(Point labeling examples)
* START *
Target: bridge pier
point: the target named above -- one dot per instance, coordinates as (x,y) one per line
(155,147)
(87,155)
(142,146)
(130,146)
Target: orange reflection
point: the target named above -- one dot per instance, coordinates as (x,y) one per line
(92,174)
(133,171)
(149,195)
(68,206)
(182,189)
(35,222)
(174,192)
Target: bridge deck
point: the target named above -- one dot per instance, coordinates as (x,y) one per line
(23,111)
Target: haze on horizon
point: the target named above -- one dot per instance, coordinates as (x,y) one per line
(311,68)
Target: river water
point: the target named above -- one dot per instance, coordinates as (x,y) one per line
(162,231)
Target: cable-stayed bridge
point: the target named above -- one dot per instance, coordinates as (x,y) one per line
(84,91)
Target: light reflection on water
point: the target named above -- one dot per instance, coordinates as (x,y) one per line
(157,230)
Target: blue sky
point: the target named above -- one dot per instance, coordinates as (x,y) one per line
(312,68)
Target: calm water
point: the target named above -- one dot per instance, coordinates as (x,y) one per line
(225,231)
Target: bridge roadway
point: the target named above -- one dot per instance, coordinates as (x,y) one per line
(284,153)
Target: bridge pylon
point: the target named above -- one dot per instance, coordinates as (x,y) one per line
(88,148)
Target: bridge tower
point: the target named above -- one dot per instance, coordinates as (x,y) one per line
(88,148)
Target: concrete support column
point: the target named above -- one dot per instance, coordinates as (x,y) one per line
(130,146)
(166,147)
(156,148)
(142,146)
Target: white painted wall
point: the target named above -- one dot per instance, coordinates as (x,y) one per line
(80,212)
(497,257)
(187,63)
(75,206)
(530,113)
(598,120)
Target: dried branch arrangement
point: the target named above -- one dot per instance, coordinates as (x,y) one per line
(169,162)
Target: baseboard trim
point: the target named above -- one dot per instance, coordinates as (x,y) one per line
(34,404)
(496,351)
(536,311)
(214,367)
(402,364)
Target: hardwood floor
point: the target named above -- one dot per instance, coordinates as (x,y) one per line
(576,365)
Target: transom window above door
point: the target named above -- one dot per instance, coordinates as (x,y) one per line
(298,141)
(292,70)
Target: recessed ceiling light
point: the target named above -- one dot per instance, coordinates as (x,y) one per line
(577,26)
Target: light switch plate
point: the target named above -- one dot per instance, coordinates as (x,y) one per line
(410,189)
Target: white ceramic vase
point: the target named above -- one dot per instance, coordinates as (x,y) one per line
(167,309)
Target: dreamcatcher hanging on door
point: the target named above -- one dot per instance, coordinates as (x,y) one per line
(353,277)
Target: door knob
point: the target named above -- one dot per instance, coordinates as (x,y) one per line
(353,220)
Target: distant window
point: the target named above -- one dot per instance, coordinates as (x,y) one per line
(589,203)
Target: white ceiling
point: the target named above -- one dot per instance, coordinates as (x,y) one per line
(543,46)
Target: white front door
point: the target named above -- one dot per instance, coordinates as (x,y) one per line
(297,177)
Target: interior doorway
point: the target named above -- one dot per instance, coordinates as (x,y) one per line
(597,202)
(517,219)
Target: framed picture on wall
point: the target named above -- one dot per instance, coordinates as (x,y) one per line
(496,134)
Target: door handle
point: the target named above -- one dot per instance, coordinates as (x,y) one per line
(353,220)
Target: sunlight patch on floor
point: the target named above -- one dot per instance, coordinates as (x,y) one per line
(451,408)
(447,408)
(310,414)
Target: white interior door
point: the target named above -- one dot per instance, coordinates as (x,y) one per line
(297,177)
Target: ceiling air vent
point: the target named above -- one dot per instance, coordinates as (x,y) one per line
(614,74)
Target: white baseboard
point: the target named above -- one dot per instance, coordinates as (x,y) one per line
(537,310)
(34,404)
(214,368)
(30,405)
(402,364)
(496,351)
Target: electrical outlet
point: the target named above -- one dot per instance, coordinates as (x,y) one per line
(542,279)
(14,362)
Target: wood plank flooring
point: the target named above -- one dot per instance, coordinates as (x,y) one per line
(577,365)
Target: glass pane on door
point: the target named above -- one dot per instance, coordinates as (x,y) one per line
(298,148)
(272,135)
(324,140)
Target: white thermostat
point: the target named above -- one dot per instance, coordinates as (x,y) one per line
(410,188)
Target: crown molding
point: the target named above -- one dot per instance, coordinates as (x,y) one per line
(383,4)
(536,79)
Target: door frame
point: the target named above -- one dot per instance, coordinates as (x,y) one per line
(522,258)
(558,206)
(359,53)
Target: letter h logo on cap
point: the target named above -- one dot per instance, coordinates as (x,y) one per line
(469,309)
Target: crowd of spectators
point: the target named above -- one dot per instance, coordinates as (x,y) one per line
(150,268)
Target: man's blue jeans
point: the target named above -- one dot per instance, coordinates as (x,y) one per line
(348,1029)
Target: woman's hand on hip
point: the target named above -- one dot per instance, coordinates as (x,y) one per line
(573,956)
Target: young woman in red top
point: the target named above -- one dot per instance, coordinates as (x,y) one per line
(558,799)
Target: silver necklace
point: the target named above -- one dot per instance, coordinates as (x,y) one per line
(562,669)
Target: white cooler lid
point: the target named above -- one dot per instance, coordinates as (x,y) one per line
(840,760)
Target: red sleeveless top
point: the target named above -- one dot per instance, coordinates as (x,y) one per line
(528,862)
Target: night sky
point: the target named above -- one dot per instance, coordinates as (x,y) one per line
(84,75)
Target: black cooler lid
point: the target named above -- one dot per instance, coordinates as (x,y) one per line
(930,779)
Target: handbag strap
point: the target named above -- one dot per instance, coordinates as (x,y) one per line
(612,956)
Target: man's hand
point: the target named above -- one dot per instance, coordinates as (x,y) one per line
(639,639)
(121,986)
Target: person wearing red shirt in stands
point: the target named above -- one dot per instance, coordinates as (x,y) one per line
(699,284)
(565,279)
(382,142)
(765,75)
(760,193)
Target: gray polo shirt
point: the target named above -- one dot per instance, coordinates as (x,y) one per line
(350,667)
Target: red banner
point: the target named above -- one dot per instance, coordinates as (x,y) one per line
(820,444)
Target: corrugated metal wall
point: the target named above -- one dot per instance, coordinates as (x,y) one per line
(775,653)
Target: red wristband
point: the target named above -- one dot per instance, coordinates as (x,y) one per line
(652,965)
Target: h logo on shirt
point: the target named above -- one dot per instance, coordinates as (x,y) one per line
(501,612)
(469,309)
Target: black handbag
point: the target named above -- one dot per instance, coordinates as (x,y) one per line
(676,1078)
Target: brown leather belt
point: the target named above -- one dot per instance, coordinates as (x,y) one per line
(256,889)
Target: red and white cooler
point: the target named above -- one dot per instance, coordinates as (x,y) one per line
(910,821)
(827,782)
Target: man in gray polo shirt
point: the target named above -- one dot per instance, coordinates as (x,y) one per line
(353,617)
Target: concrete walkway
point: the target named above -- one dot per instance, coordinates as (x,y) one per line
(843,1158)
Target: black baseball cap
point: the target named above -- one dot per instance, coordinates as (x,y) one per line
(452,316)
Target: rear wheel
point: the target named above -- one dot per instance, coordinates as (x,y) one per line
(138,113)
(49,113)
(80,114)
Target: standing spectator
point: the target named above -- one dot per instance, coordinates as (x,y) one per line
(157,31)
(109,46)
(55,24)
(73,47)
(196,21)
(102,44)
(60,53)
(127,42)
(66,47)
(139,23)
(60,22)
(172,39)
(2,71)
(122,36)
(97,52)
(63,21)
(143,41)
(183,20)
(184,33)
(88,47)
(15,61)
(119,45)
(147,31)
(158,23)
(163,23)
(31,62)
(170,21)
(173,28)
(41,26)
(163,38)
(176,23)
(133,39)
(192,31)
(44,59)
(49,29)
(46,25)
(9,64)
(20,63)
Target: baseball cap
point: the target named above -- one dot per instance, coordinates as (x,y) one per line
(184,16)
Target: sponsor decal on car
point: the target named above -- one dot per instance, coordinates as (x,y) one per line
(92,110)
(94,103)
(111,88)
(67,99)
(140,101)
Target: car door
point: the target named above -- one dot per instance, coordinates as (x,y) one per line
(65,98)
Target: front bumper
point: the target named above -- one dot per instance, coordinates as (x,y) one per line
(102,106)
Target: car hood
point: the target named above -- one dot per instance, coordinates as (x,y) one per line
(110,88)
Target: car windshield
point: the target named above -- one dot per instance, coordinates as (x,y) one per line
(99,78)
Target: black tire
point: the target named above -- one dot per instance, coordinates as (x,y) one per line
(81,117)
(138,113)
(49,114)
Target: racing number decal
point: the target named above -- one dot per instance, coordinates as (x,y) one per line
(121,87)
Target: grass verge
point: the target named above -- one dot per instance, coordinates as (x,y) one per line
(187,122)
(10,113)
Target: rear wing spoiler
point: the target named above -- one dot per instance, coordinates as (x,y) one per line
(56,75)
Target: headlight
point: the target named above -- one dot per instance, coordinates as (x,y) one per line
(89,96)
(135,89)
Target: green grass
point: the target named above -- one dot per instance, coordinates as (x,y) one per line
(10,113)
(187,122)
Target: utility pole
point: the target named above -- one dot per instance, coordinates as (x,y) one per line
* END *
**TASK**
Reproduce the lines from the one containing "Target: car door" to the end of the entries, keeping both ends and adding nothing.

**REPLY TO THE EXERCISE**
Target: car door
point: the target named above -- one dot per instance, coordinates as (x,y) one per line
(65,98)
Target: front bumper
point: the target named above -- one dot per instance, coordinates as (x,y) one per line
(102,106)
Target: car hood
point: the target named above -- one dot per instance, coordinates as (x,y) one per line
(110,88)
Target: car windshield
point: the target named above -- one dot per instance, coordinates as (x,y) one per line
(99,78)
Target: black tire
point: the target named above -- one dot per instance, coordinates as (x,y) one per line
(81,117)
(138,113)
(49,114)
Target: racing number decal
point: the target named above -- one dot per instance, coordinates as (x,y) one per line
(121,87)
Target: grass verge
point: the target named above -- one dot per instance, coordinates as (x,y) one per line
(187,122)
(10,113)
Target: rear wing spoiler
point: the target named above -- one dot per instance, coordinates as (x,y) one per line
(56,75)
Target: headlight
point: the target named above -- one dot per instance, coordinates as (x,y) one per line
(89,96)
(135,89)
Target: green grass
point: the target named above -- one dot per instance, coordinates as (x,y) one per line
(10,113)
(187,122)
Target: utility pole
point: the target named above -- one dot per instance, coordinates as (x,y) one per line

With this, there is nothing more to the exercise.